BEGIN Source document

Everyone says to do medicine before surgery, because the surgery shelf is pretty much all medicine. So there's that. I won't have my own opinion on that until April.

The IM shelf is its own beast. I think having other rotations before it can help you with your evals, but you're going to have to put in the time to study for the shelf whether you do it first or last.

Absolutely agree with @Jabbed and taking FM near the end of everything. FM shelf = IM, Peds, and Ob/gyn plus a smattering peri-operative and psych things, and the shelf is ridiculous if you haven't had some/all of those rotations. Darn thing cost me honors.
 
The only thing that matters is not having inpatient last. Which has happened to me almost every time, barely missed honors in im
 
it doesn't matter. First rotation has lowered expectations. Every rotation has increased expectations even if they aren't related. If you had OB, then psych, then IM, you would have higher expectations on IM despite not learning much medicine on OB/Psych.

Just do w/e you want and don't stress it. Put your best foot forward, get lots of feedback and sweat the stuff that matters (eg sites that are easy graders, sites that let you study for the shelf).
 
it doesn't matter. First rotation has lowered expectations. Every rotation has increased expectations even if they aren't related. If you had OB, then psych, then IM, you would have higher expectations on IM despite not learning much medicine on OB/Psych.

Just do w/e you want and don't stress it. Put your best foot forward, get lots of feedback and sweat the stuff that matters (eg sites that are easy graders, sites that let you study for the shelf).

END Source document

> [Work order 1] Using the discussion of clerkship rotation order, mark each statement yes or no, and quote the words that decide it. (a) The surgery shelf is described as mostly medicine. (b) The FM shelf is said to cover only family medicine material. (c) One post claims the first rotation carries lowered expectations.
> [Work order 2] Please extend the discussion of clerkship rotation order with its next post, picking up after the final one shown.
The listing has no part in this work and can be ignored.

BEGIN Extracted data

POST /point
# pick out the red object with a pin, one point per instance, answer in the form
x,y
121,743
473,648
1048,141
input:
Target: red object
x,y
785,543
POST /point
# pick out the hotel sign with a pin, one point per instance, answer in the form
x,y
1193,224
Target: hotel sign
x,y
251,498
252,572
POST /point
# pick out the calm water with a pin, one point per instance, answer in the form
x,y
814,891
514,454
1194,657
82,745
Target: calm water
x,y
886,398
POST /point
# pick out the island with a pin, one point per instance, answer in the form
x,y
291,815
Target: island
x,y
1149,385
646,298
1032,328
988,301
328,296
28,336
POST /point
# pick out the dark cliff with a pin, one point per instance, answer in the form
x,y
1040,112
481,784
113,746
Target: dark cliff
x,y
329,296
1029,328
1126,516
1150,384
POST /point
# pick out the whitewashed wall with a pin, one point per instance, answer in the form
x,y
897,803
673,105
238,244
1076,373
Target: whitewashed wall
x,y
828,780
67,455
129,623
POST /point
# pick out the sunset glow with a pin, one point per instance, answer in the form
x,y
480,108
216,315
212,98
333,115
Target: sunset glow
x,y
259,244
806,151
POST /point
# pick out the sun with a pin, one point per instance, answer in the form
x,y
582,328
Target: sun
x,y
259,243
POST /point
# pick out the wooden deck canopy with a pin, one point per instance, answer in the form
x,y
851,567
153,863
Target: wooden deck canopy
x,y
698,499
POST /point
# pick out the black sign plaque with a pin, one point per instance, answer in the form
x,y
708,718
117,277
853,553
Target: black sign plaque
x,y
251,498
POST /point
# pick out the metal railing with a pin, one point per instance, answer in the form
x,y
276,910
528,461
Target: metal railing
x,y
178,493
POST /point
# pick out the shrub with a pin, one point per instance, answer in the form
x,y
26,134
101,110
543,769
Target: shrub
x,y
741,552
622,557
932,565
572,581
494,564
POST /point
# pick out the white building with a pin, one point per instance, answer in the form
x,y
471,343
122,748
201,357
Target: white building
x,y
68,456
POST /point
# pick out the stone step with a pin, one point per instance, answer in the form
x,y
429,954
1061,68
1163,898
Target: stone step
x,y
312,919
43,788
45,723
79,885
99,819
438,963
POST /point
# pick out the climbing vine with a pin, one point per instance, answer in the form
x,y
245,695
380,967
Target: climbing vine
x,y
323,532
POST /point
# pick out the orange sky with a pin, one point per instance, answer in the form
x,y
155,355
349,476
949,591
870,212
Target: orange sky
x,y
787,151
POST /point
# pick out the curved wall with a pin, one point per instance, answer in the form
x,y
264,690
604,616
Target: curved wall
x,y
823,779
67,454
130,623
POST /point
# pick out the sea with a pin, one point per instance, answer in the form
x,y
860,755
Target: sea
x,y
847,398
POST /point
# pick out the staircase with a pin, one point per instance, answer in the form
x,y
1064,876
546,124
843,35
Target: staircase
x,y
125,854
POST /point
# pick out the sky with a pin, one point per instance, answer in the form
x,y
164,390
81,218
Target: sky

END Extracted data

> [Answer 1]
(a) Yes: "the surgery shelf is pretty much all medicine"
(b) No: "FM shelf = IM, Peds, and Ob/gyn plus a smattering peri-operative and psych things"
(c) Yes: "First rotation has lowered expectations."

> [Answer 2]
I agree. Have said many times that it doesn't really matter. Sub-I's 4th year are the time to impress. For now, just learn as much as you can about everything, and study whenever you can for the shelf exam. At least at my school, the shelf was often the main reason people missed honoring a rotation.
 
Hi everyone, I tried doing a search on this but could not find any information on this. Does anyone know if choosing the order of clinical rotations will affect grades/class ranking?? For example, Internal Med and Surgery at my school are worth a lot more credits than other rotations. Wouldn't it be safe to assume that those who take Internal Med later throughout the year will perform better? Also would class ranking be determined based on a raw score or national percentile on the shelf exams?

I most likely will go into internal med/surgery and my main concern is that I definitely don't want to jeopardize my grades for these rotations just because I took them earlier. Thanks for all the help!

Aren't the number of credits dependent on the length of the rotation? If that's the case, it shouldn't mathematically make any difference.
 
I agree. Have said many times that it doesn't really matter. Sub-I's 4th year are the time to impress. For now, just learn as much as you can about everything, and study whenever you can for the shelf exam. At least at my school, the shelf was often the main reason people missed honoring a rotation.

I'm going to have to disagree. I think if you take IM and then surgery as your first rotations you accomplish a few things. First, your residual knowledge from Step 1 helps you destroy the IM shelf. Second, IM is where you learn how to properly interview patients and present them to attendings, this is crucial for the other rotations. Third, the surgery shelf is basically IM, so after preparing for your IM shelf you really don't have to study much for your surgery shelf.
 
I had peds/IM/surg as my last three rotations, and thought that set me up well for Step 2. I didn't really have a choice, but if I could've chosen I would've put peds/IM/surg/easy specialty so that studying for Step 2 didn't feel so crammed. The order probably doesn't matter that much in the end, though.
 
You get the most effective studying done closer to the exam date. Inpatient has the worst hours. Get up early, leave late, have more to do. In general. Not very conducive to studying

Our inpatient rotations are completely inpatient. Agreed that 12 hour days 6 days a week is not conducive to studying. Currently feeling that pain.